Your answer should be the lines of the listing that contain the word "bell".

== Segment start ==

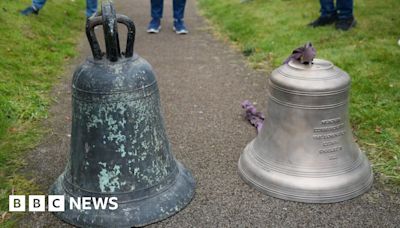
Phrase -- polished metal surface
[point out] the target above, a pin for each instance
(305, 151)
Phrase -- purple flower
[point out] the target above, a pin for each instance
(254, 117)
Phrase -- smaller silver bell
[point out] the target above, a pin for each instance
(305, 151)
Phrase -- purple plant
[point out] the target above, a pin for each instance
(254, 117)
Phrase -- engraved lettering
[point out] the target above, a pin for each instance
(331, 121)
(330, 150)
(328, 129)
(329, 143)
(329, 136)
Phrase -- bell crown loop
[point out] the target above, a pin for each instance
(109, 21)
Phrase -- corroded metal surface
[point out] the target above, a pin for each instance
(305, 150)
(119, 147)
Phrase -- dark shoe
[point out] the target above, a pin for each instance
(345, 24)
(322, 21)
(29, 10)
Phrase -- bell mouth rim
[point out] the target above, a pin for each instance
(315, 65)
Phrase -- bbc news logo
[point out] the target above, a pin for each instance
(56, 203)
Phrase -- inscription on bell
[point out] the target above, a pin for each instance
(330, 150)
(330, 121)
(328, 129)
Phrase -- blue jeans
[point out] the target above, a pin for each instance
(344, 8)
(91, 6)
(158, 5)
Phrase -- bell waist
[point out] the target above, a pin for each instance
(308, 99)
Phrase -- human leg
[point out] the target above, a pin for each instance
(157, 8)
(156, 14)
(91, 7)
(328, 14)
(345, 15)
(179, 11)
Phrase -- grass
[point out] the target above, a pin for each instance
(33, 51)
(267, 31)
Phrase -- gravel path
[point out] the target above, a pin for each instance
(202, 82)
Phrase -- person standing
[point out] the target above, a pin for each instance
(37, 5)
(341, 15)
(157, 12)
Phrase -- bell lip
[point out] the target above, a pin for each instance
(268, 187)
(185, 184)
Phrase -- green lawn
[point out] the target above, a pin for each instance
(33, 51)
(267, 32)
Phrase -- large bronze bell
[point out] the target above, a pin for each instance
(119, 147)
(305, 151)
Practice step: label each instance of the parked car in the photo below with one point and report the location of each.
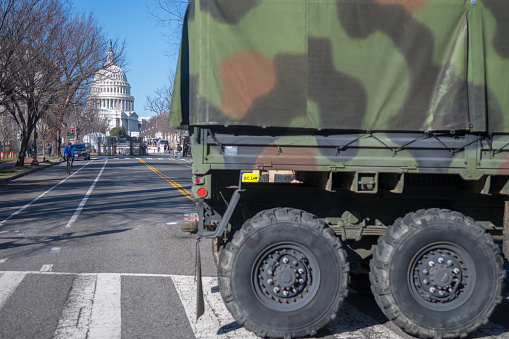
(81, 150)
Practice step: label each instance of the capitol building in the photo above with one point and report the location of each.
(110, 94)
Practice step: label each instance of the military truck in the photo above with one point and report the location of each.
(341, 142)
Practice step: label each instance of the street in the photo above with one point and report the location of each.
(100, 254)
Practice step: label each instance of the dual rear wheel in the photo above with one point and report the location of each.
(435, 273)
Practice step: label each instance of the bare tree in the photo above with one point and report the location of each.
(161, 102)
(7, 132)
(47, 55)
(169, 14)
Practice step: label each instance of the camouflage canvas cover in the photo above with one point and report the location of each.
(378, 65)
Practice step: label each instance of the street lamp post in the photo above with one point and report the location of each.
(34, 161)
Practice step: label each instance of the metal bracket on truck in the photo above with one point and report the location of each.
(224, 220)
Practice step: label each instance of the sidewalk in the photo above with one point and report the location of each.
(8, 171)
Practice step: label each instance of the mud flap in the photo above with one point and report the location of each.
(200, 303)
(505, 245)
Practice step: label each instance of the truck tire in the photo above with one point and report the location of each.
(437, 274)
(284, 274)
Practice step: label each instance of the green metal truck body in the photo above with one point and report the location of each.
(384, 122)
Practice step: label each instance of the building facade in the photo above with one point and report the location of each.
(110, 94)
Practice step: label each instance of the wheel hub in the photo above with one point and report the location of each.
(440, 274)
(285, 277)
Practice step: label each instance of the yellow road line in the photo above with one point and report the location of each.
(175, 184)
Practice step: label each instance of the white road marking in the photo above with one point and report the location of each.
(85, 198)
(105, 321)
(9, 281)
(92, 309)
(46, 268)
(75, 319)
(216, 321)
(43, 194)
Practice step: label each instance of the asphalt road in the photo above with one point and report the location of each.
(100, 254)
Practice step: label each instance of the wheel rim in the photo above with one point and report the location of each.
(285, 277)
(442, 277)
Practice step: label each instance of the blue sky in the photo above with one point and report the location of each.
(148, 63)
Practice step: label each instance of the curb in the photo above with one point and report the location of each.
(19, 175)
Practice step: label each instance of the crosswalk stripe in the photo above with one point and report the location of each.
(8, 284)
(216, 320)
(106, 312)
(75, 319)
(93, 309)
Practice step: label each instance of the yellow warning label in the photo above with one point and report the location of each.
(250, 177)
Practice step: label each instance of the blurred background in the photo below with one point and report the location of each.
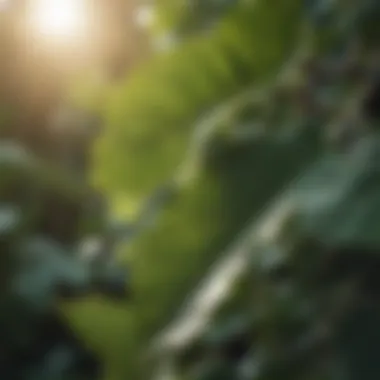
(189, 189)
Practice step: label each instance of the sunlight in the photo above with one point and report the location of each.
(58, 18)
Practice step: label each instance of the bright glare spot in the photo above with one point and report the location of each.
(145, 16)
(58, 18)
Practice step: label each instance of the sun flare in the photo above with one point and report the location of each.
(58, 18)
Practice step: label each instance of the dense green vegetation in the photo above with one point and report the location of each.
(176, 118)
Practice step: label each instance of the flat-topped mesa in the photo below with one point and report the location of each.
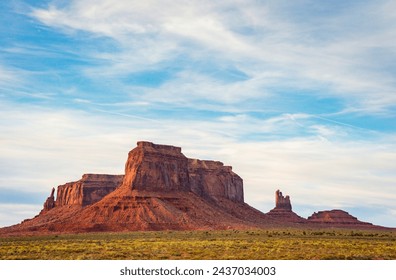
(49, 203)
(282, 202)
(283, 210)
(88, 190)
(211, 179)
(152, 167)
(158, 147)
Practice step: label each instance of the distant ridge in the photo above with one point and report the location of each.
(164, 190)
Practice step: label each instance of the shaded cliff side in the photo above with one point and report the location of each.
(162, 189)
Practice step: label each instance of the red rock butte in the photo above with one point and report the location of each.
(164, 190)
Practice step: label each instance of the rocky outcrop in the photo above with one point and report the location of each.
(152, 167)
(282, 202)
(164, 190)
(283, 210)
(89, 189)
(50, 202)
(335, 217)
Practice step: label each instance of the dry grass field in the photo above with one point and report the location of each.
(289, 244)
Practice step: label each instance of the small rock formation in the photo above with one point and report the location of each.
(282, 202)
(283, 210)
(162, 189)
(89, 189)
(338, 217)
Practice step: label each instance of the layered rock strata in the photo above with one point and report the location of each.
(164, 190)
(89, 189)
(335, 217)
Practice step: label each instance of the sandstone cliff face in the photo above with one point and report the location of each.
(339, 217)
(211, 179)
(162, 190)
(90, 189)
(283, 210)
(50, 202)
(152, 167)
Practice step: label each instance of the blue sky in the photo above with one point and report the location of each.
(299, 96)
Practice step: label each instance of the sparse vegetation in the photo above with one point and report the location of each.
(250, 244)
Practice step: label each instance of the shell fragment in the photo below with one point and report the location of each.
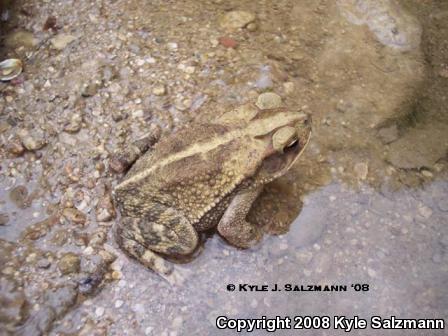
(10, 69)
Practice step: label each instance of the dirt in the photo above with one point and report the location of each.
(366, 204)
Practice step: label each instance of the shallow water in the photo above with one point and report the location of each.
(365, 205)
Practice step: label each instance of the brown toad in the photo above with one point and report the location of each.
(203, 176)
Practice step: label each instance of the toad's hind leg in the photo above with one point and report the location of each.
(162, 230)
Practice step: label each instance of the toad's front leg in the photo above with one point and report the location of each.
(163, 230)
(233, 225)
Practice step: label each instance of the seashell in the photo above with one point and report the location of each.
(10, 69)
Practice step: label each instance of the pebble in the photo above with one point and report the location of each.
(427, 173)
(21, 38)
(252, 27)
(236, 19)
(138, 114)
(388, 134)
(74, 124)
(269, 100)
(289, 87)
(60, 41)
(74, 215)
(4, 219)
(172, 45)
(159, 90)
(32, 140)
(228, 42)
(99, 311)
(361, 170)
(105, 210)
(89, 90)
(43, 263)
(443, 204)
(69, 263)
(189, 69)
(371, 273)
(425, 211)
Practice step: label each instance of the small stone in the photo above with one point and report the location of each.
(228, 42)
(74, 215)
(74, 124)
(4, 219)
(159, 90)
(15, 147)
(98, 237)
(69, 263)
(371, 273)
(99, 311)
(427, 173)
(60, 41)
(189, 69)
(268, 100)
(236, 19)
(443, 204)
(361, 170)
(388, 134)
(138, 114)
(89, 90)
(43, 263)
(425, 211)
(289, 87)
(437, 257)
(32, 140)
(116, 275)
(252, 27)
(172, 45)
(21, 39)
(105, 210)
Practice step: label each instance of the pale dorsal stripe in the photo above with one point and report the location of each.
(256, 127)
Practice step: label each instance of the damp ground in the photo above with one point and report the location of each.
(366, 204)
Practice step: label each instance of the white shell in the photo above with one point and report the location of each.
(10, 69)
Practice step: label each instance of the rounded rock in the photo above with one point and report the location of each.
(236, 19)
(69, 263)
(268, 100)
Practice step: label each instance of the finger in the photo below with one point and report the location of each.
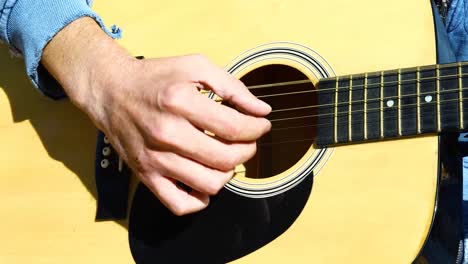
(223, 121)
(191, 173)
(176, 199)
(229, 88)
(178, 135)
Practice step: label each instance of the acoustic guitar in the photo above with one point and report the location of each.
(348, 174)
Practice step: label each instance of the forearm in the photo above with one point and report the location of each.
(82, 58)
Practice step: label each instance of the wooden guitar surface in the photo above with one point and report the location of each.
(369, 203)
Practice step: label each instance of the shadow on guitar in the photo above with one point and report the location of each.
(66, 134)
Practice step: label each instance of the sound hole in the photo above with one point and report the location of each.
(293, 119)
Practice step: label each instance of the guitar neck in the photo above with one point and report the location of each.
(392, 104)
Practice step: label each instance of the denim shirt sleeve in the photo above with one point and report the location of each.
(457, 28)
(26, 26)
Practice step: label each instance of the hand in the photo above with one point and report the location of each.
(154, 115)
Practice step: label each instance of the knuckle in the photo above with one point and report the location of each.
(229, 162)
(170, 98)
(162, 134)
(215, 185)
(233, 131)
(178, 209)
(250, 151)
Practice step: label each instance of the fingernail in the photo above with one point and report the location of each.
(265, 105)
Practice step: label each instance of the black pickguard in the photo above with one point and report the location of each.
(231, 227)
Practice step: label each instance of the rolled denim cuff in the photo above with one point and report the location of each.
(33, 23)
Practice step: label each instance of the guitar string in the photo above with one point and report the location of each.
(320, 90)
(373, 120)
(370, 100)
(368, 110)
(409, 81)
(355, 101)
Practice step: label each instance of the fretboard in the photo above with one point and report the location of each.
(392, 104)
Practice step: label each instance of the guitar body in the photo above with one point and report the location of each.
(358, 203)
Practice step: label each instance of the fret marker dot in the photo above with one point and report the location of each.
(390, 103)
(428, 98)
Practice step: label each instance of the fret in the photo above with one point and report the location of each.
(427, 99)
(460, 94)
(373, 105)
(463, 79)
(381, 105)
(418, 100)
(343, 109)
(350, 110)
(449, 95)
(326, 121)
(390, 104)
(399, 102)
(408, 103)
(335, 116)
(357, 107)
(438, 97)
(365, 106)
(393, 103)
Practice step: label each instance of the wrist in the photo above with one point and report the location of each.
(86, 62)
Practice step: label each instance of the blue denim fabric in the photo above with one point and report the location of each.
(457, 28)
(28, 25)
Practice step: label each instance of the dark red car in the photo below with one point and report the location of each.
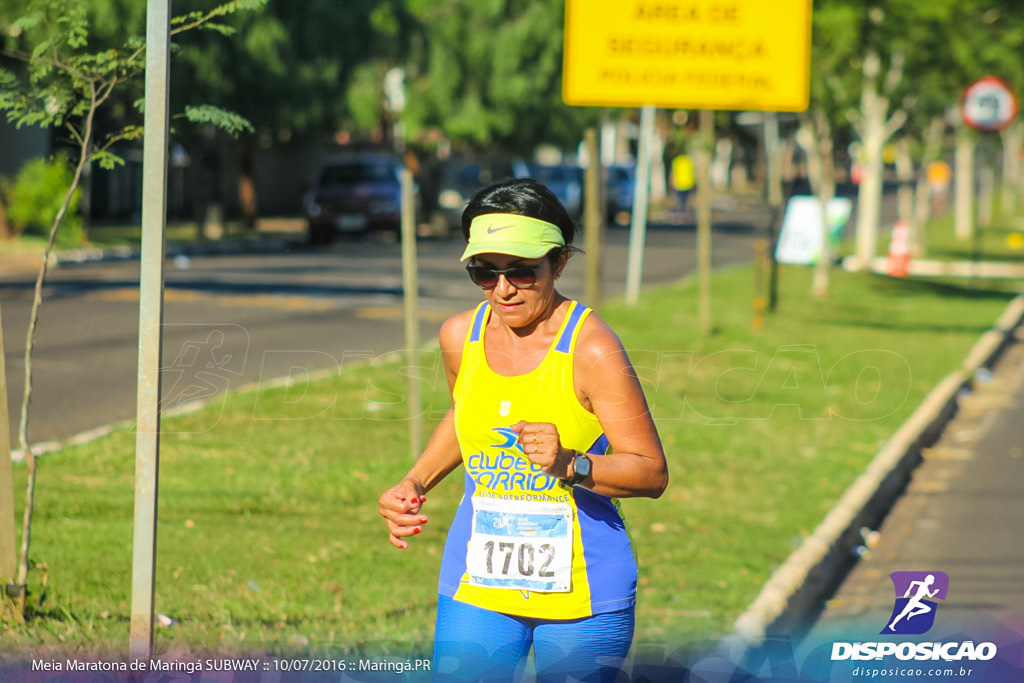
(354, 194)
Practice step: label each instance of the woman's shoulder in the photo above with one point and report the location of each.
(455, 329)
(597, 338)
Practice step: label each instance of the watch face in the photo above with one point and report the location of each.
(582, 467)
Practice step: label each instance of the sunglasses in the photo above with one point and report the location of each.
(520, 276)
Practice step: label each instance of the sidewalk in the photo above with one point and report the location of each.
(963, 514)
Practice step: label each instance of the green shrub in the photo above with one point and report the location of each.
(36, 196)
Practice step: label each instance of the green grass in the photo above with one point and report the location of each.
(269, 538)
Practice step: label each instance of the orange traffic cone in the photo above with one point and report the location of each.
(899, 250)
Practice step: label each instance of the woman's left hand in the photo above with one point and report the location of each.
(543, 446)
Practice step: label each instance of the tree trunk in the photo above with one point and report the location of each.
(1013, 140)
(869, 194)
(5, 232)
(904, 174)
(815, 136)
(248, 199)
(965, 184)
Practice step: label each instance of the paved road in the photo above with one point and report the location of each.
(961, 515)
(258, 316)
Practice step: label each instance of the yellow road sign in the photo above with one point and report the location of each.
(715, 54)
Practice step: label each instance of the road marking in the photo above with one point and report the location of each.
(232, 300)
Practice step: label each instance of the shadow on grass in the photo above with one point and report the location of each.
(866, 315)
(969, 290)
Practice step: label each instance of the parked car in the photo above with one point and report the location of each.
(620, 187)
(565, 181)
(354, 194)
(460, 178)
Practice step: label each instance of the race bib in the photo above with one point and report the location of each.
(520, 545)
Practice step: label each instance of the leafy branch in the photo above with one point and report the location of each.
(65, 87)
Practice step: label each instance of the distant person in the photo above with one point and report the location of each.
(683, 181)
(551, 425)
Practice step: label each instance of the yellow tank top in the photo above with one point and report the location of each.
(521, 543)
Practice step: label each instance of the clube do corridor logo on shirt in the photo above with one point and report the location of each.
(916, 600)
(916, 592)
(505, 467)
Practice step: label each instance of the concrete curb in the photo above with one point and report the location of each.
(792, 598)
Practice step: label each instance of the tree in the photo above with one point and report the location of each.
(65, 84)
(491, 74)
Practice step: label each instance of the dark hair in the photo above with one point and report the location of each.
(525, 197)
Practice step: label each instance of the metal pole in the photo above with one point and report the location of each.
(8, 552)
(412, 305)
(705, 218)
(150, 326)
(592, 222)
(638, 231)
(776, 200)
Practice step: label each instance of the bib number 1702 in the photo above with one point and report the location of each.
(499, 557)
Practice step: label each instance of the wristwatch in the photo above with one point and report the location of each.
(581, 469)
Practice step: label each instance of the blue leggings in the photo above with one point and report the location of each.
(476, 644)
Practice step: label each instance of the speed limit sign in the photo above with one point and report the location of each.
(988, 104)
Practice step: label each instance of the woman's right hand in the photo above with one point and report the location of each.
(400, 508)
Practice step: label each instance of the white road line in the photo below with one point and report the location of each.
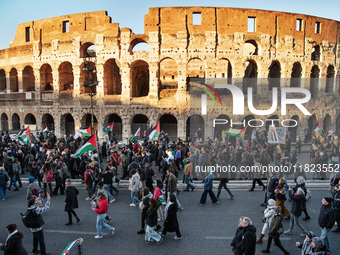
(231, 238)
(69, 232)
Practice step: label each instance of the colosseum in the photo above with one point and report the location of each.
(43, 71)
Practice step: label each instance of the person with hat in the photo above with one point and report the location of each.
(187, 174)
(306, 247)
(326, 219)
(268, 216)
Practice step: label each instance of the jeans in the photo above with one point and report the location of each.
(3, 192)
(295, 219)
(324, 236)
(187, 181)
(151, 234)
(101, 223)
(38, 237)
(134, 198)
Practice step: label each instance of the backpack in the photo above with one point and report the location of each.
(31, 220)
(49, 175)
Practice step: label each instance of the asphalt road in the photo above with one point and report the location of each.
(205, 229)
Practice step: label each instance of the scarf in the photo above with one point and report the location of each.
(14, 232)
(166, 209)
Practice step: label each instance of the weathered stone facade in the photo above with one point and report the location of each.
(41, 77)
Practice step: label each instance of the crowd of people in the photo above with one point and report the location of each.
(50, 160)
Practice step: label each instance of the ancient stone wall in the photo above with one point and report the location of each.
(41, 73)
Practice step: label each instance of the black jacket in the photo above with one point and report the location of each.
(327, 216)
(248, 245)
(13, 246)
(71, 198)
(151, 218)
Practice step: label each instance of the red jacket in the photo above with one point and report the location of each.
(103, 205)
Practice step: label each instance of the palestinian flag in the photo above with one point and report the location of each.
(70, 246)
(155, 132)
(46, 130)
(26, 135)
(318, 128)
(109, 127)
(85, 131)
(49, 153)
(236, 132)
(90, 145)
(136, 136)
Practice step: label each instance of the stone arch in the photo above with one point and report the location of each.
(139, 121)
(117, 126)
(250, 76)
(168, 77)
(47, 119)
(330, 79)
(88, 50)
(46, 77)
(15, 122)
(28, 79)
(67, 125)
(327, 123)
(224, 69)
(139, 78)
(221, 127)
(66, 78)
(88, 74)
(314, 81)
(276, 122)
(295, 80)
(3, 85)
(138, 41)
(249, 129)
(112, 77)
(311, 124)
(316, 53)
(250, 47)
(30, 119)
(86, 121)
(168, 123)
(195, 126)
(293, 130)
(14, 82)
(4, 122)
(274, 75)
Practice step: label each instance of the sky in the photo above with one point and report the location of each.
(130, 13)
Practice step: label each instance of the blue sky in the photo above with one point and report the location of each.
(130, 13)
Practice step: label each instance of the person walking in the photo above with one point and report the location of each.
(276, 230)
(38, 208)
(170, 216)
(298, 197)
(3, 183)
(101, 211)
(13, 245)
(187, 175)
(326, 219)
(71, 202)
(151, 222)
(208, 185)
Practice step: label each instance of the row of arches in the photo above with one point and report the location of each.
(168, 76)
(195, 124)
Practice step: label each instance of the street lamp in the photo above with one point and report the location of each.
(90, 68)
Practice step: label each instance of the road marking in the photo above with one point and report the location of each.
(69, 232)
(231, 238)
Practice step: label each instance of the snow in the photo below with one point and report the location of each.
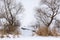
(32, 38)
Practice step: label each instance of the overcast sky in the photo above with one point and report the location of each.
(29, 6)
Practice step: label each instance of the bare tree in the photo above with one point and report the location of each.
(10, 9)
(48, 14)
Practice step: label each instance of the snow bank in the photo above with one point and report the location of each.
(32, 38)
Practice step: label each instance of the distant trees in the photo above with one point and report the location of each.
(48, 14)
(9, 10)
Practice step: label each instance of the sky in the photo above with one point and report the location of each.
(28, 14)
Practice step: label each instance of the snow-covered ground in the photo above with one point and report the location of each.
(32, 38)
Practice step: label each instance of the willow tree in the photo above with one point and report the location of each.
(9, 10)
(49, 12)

== Segment end ==

Answer section:
Phrase -- smaller silver bell
Phrase -- bell crown loop
Phrase -- bell mouth rim
Phrase -- inscription on bell
Phrase -- bell waist
Phrase -- bell lip
Phrase -- large bronze bell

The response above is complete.